Request 1
In the passage about the Kennedy family, which state does Patrick represent as a second-term Congressman?

Extracted text
>>>>>
And thus to Michael Kennedy, who until last year was regarded as a rising political star in his own right. Then came allegations of an affair with the family's 14-year-old babysitter and his own admission of alcoholism. Now Michael is dead - and the family's power and prestige is at its lowest ebb in three-quarters of a century.

Edward Kennedy surely will not seek a seventh full Senate term in 2000, when he will be 68. Robert's son Joseph, self-appointed standard-bearer of the younger Kennedys, but in truth a pompous Congressional lightweight, has been forced to withdraw from the state's 1998 Governors race after woman trouble of his own. JFK's son John Jr, noted for his looks rather than his intellect, is one younger Kennedy who has kept his head. Conceivably he might use his politico-celebrity magazine George as a springboard for a political career. But the pick of the bunch could be Patrick, who has overcome his cocaine problems to be a second-term Congressman for Rhode Island. But if he goes any higher, it will be thanks to merit, not myth.
<<<<<
Request 2
Please express the records as a numbered list, from the line that contains "Confirm that each instance of the asphalt" down to the line that contains "[[24, 279]]", both of those lines included. Leave out any blank lines.

The records
>>>>>
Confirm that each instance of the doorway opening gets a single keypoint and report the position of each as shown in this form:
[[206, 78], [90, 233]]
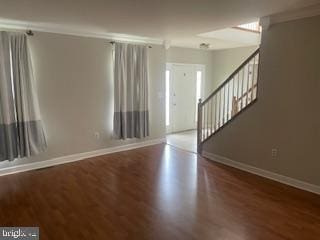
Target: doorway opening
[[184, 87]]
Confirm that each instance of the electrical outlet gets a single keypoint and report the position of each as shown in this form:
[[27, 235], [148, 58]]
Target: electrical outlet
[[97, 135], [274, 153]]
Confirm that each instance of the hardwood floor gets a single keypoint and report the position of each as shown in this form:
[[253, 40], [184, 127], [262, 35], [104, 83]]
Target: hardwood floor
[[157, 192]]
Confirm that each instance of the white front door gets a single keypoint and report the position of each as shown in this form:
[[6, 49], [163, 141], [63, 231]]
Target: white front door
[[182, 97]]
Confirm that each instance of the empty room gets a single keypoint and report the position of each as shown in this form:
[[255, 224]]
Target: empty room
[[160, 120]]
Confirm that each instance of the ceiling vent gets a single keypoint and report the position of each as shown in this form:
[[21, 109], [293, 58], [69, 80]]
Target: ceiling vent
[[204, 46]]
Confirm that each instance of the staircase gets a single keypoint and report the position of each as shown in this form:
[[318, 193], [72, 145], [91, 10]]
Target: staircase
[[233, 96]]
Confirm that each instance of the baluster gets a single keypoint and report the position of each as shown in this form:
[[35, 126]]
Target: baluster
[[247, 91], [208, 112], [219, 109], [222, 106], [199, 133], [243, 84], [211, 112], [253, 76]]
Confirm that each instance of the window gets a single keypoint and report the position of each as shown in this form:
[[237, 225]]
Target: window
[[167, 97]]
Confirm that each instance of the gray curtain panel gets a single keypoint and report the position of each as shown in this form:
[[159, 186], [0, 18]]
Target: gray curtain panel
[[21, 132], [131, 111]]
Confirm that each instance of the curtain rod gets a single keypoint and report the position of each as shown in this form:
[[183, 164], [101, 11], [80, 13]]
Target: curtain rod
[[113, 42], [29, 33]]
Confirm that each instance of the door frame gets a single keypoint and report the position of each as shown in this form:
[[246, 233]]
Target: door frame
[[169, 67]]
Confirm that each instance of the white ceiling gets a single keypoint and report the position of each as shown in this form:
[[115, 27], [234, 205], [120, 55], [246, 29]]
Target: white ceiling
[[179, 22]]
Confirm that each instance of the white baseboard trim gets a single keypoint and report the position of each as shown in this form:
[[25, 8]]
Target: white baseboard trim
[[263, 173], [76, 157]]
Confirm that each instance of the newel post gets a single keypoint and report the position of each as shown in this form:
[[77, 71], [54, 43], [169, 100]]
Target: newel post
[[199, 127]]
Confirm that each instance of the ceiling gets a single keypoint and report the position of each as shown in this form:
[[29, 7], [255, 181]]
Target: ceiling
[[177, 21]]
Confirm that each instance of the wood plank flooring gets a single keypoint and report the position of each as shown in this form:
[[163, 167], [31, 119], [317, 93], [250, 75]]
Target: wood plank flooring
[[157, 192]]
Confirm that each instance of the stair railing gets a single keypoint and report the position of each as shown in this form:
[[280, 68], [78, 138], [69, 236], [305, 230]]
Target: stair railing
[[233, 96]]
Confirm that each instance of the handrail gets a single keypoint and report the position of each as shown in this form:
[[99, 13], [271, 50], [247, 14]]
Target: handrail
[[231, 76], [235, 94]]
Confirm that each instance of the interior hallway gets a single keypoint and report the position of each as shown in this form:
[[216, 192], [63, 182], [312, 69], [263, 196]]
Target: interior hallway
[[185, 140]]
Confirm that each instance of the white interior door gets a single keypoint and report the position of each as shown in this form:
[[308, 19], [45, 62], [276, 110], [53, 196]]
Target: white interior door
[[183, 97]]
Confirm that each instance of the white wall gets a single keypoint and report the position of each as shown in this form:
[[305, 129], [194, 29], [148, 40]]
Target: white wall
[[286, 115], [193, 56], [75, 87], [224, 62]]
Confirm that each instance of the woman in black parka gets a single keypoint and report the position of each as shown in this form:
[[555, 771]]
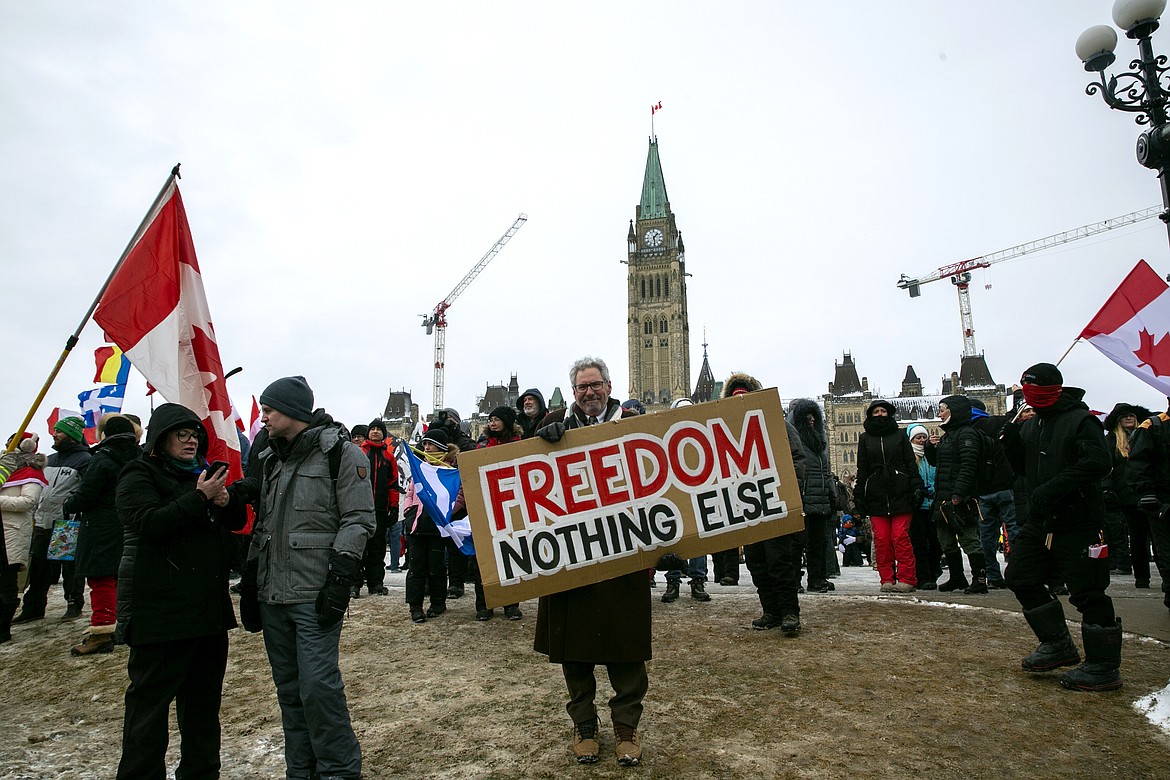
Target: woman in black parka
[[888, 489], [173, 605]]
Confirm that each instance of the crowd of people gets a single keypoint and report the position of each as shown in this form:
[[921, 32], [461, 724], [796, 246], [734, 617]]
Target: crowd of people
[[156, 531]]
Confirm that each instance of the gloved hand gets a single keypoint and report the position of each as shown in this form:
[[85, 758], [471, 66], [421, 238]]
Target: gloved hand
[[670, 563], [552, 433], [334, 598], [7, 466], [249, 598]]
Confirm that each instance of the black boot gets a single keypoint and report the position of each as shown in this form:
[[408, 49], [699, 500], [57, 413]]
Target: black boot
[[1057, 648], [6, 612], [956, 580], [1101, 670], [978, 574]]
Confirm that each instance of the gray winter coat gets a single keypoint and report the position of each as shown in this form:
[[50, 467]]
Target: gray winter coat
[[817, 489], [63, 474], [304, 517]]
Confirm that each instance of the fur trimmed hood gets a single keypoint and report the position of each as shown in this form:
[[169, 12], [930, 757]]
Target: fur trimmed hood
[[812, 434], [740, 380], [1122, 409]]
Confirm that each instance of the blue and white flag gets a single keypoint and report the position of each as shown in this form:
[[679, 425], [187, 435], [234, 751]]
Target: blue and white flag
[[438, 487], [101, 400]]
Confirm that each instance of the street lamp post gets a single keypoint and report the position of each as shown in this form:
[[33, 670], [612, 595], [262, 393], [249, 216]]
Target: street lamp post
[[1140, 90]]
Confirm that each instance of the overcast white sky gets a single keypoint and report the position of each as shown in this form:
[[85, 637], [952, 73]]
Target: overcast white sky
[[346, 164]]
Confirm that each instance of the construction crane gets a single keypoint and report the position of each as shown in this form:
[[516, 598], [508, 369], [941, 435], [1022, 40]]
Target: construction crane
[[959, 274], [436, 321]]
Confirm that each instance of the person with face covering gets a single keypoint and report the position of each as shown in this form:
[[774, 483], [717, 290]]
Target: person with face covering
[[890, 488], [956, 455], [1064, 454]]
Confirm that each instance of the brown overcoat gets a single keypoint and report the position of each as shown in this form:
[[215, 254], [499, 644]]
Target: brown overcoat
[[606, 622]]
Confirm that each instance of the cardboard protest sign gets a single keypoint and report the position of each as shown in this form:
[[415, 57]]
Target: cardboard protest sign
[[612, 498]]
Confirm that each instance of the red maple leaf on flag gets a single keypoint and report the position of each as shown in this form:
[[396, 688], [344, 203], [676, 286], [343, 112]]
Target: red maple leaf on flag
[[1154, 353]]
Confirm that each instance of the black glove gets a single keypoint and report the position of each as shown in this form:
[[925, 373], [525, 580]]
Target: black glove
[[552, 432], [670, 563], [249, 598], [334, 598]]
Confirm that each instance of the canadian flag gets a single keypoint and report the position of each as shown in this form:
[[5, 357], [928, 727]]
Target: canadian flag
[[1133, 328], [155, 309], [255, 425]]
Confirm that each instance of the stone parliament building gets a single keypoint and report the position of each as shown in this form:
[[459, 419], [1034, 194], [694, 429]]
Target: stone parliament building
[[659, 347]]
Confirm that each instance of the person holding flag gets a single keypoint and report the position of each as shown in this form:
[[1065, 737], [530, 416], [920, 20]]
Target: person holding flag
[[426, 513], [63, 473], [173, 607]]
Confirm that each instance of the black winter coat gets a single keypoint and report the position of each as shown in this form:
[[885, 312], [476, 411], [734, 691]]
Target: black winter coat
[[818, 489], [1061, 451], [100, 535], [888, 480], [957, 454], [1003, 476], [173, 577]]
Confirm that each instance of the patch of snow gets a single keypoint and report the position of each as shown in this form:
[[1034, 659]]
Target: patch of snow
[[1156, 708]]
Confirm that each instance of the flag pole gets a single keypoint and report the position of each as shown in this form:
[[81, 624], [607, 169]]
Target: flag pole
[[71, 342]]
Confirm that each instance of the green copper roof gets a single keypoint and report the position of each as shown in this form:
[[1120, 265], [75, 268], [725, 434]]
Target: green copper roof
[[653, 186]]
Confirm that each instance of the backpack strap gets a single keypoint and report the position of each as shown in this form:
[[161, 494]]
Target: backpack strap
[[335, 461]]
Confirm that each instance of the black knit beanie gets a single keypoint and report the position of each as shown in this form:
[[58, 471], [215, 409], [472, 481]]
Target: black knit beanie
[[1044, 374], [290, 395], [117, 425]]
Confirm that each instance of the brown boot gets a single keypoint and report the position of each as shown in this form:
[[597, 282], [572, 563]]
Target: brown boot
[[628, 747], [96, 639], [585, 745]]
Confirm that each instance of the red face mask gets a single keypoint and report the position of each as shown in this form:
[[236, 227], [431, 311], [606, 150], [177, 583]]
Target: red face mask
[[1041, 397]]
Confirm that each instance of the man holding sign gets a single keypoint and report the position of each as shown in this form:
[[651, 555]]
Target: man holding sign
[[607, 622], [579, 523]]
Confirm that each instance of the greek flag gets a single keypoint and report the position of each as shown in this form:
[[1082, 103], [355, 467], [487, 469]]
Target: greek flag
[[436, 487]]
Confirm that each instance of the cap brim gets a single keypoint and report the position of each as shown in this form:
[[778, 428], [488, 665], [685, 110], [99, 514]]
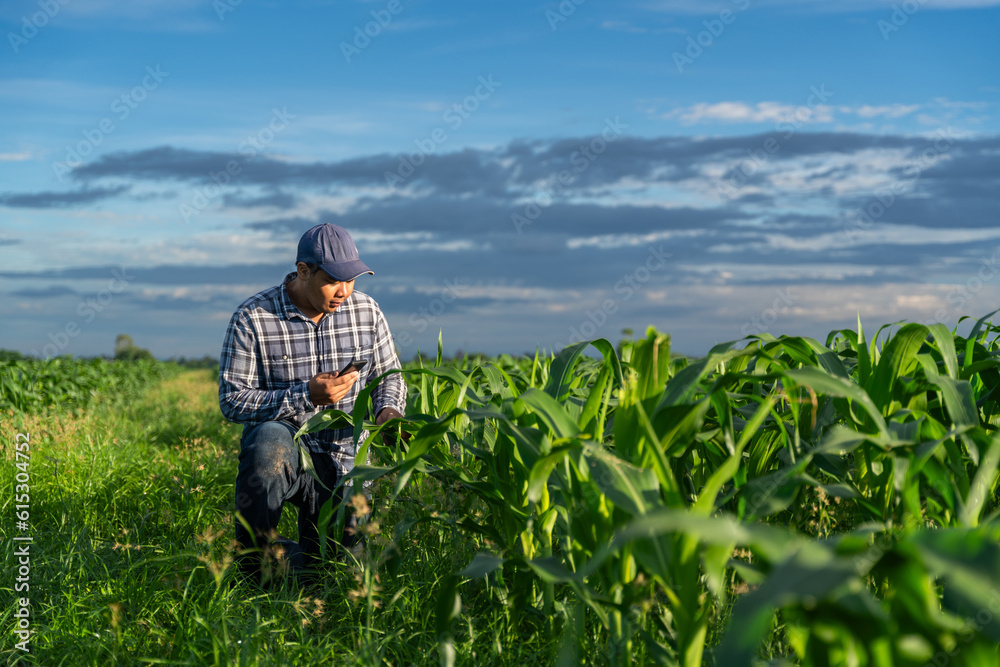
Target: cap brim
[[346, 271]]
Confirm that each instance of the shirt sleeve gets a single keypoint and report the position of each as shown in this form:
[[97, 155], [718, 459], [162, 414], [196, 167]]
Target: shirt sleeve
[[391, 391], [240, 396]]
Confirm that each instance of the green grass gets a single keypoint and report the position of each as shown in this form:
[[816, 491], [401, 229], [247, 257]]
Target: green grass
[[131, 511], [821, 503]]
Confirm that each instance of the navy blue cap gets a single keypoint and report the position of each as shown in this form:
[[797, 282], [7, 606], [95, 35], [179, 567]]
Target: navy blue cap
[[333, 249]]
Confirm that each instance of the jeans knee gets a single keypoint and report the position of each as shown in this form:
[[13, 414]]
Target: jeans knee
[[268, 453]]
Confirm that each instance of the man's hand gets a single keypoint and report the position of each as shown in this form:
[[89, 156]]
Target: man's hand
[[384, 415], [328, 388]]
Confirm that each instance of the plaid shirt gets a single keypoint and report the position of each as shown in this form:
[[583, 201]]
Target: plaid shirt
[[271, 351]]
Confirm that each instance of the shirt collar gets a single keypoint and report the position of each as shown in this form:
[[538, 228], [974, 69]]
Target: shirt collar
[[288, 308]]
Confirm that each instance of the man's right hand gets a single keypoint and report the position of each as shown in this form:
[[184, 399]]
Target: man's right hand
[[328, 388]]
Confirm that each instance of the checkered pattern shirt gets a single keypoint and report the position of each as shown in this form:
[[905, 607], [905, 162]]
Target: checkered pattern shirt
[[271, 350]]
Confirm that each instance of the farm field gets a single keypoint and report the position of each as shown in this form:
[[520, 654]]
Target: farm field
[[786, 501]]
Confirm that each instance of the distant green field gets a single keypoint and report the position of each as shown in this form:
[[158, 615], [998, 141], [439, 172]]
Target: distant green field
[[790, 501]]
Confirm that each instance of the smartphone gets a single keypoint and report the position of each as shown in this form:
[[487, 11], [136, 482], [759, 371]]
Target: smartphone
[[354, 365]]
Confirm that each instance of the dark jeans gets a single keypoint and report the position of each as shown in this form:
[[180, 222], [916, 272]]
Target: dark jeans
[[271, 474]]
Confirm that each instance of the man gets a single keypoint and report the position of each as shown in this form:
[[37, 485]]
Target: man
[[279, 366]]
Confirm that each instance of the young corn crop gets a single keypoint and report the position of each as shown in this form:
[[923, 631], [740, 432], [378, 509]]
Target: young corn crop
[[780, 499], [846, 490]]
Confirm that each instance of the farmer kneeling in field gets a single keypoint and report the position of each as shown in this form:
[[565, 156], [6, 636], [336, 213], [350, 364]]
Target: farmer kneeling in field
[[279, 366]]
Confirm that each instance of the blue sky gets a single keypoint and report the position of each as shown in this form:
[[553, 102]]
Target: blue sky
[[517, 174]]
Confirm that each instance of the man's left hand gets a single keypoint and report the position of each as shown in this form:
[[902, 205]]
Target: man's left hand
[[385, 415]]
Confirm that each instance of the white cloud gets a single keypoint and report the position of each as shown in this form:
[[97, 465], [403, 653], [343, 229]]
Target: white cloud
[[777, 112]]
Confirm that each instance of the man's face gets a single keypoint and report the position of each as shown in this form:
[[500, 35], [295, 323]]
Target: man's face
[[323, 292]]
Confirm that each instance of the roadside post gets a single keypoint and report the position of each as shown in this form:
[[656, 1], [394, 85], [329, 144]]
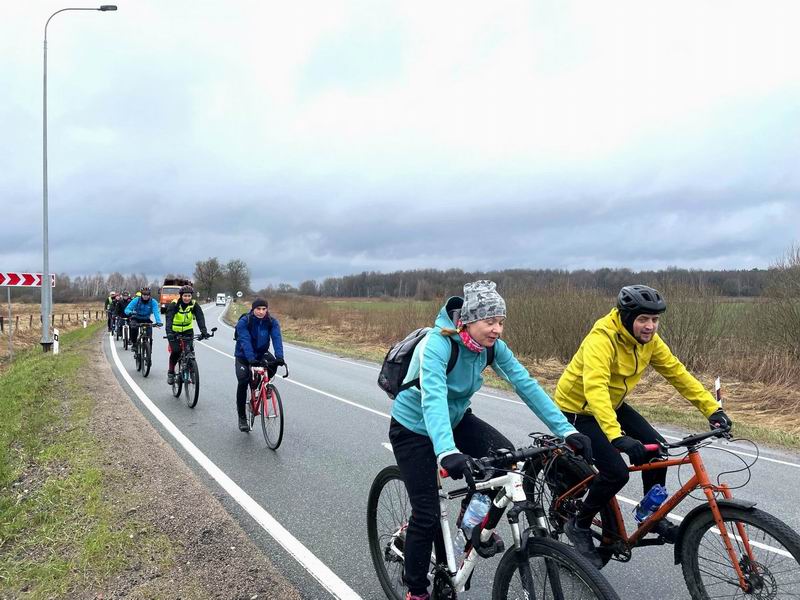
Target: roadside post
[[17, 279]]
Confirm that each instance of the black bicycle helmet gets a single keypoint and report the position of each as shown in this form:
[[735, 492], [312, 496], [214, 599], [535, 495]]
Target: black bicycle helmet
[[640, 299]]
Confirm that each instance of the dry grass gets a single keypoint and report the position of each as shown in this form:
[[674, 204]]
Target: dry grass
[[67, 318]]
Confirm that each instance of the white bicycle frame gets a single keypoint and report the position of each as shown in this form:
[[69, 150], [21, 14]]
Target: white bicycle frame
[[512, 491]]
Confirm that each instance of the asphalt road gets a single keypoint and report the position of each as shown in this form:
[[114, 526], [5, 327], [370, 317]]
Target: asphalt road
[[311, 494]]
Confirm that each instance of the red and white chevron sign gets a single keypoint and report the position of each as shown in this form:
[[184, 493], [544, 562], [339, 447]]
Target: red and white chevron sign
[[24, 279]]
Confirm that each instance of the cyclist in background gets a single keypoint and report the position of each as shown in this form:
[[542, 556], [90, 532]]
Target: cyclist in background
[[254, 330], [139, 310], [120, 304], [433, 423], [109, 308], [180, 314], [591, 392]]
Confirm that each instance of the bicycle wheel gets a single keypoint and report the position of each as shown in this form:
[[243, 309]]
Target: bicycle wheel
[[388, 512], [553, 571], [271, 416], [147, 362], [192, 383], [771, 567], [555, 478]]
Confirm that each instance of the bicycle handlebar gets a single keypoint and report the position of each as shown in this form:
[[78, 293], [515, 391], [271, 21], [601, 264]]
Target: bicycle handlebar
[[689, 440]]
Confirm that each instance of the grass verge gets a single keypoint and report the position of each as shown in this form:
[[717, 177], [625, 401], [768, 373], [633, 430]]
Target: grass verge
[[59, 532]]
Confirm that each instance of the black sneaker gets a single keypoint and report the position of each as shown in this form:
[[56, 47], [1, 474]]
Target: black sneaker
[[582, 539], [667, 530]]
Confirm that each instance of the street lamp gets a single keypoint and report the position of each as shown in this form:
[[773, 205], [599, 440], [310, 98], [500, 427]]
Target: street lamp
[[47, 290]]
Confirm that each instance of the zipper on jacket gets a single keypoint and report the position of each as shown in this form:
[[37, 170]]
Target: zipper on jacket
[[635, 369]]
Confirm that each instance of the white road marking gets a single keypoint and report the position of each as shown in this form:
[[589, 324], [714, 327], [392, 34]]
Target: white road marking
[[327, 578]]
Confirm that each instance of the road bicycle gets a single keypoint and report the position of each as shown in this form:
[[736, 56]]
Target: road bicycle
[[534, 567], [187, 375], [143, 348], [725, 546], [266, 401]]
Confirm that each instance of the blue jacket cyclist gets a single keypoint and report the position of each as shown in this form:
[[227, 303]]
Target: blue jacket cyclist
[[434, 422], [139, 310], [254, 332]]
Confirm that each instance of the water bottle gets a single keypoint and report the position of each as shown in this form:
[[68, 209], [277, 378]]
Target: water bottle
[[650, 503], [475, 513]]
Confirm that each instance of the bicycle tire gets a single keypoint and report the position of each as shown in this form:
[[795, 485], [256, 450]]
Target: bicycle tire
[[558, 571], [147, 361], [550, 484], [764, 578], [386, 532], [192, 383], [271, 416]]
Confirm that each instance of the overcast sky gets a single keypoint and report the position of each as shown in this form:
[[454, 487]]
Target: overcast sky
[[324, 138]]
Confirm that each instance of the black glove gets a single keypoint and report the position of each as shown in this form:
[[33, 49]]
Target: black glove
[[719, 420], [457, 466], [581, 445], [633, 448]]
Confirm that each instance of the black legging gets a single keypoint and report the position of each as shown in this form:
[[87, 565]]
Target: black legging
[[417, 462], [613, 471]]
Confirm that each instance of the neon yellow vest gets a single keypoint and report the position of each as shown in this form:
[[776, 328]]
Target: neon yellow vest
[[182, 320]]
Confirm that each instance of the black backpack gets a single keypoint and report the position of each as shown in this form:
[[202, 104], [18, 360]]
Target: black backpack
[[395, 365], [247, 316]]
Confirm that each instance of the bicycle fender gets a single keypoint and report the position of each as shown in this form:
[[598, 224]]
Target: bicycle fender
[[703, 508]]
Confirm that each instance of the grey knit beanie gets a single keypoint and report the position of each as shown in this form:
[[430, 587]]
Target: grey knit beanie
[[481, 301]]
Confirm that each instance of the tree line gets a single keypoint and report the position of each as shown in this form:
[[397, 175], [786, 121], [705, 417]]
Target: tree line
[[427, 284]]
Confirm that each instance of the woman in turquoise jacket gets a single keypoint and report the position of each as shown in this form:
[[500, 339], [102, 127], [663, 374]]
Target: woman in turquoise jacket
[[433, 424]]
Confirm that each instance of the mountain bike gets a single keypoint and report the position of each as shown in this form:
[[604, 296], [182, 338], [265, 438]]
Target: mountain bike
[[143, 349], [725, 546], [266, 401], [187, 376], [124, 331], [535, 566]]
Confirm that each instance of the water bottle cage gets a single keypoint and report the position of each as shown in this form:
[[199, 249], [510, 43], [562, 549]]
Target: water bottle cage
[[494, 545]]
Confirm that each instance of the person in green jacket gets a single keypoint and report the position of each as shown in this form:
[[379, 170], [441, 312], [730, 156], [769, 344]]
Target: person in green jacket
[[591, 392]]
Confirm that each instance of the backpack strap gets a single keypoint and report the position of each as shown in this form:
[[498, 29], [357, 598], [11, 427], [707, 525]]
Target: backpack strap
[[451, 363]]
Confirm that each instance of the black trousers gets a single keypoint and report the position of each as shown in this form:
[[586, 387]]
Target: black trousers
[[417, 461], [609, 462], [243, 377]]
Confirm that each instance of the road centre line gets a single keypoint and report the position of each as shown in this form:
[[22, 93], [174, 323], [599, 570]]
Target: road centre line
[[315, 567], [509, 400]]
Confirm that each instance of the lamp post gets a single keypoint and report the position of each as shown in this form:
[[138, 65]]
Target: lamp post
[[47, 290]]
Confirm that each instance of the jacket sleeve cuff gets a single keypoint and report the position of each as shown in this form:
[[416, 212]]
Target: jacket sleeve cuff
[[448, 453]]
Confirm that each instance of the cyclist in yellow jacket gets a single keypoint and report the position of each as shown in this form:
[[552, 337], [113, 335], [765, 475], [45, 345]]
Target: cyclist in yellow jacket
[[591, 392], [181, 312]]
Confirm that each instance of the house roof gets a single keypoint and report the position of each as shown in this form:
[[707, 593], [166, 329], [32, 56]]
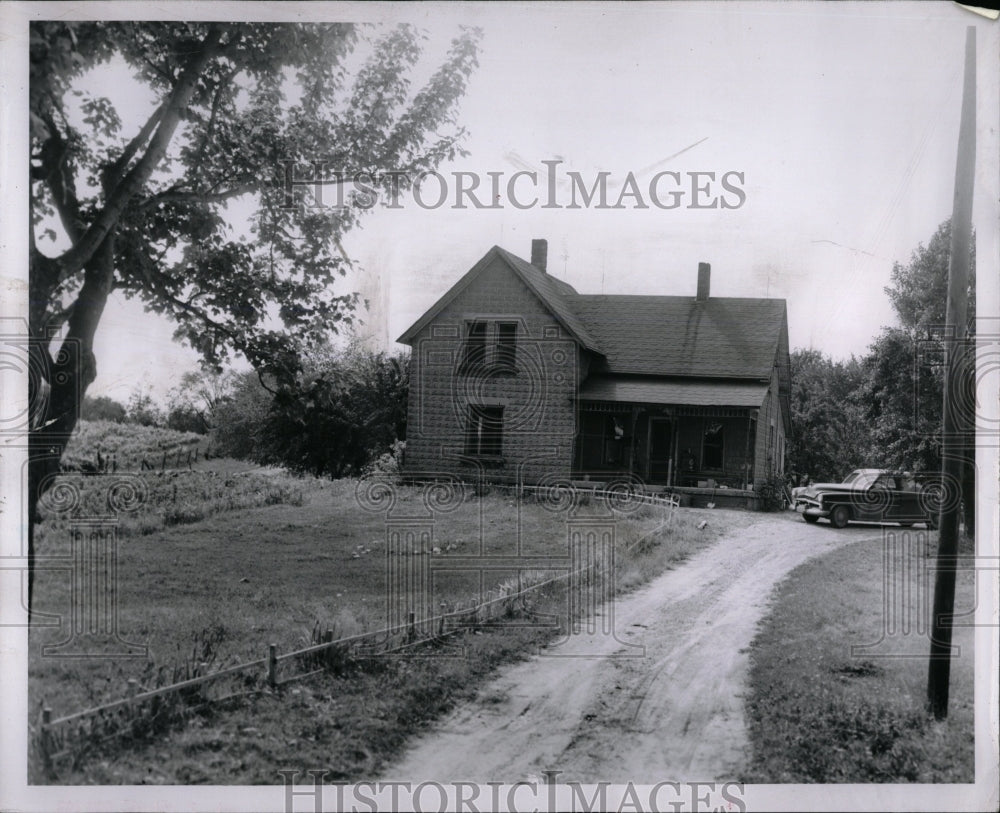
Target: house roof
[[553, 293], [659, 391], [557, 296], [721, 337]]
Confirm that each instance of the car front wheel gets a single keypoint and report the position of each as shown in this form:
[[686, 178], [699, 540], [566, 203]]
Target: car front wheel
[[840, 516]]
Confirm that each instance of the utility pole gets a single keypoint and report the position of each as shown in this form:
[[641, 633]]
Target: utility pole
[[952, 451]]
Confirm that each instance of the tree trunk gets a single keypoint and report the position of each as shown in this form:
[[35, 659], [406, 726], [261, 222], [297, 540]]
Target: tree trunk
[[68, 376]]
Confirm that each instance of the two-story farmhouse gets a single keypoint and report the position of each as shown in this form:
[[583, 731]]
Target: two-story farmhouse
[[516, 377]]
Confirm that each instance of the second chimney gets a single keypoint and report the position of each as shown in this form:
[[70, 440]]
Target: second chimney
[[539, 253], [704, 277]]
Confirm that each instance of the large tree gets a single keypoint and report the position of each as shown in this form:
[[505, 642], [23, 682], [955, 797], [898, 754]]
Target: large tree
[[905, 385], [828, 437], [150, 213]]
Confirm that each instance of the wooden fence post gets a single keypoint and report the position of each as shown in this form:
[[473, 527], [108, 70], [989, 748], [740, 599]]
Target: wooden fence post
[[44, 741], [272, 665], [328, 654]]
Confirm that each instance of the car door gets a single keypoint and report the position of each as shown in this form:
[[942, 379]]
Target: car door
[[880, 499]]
<<<<<
Complete answer 1
Rhode Island

Complete answer 2
1. Confirm that each instance of the asphalt road gets a single keypoint and report the position of each as shown in this form:
2. [[114, 526], [5, 327], [370, 317]]
3. Target: asphalt road
4. [[311, 494]]
5. Confirm that each instance of the red and white chevron sign gets a single keypoint and report the position of each as shown in this form:
6. [[184, 493], [544, 562], [339, 447]]
7. Target: red and white chevron sign
8. [[24, 279]]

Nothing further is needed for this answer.